Down to the final line, write out the material beneath exactly, without pictures.

[Start of section]

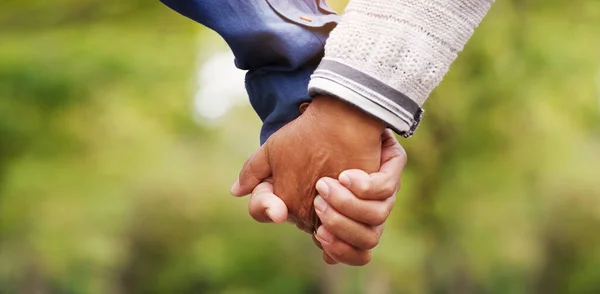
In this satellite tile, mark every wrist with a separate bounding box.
[305,95,386,138]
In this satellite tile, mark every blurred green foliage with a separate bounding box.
[1,0,599,293]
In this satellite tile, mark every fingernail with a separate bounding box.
[230,179,239,195]
[265,209,275,222]
[316,179,330,198]
[316,226,334,244]
[339,172,351,187]
[314,195,328,213]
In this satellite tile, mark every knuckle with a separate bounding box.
[370,206,389,226]
[366,202,392,226]
[355,253,372,266]
[362,233,380,250]
[328,246,350,262]
[357,181,370,194]
[323,243,372,266]
[381,181,398,196]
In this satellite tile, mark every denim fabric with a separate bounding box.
[159,0,339,144]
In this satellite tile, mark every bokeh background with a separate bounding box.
[1,0,600,293]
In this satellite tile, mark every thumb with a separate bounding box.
[230,144,271,196]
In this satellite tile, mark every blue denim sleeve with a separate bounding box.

[End of section]

**WRITTEN REPLY**
In this satellite tile, mark every wrist with a separate bounding box.
[305,95,386,138]
In this satellite tile, mark every blurred green foliage with a separate bounding box.
[1,0,599,293]
In this satellite tile, mark every fingernail with a separate bounding box.
[230,179,239,195]
[265,209,275,222]
[316,179,330,198]
[316,226,334,244]
[339,172,351,187]
[314,195,328,213]
In this satellite tile, mark every knuckle with a separate bounding box.
[370,206,389,226]
[366,202,392,226]
[355,253,372,266]
[362,233,380,250]
[328,246,350,262]
[357,181,370,194]
[323,243,372,266]
[381,181,398,196]
In this satellite tile, mark every denim fabric with a separate bounding box.
[159,0,339,144]
In this satellite tile, mark every bokeh background with a separate bounding box.
[1,0,600,293]
In this satellite tile, mark every thumb with a separate bounding box.
[230,144,271,196]
In this satellite tile, mark every blue denim sleeve with a separate bounding box.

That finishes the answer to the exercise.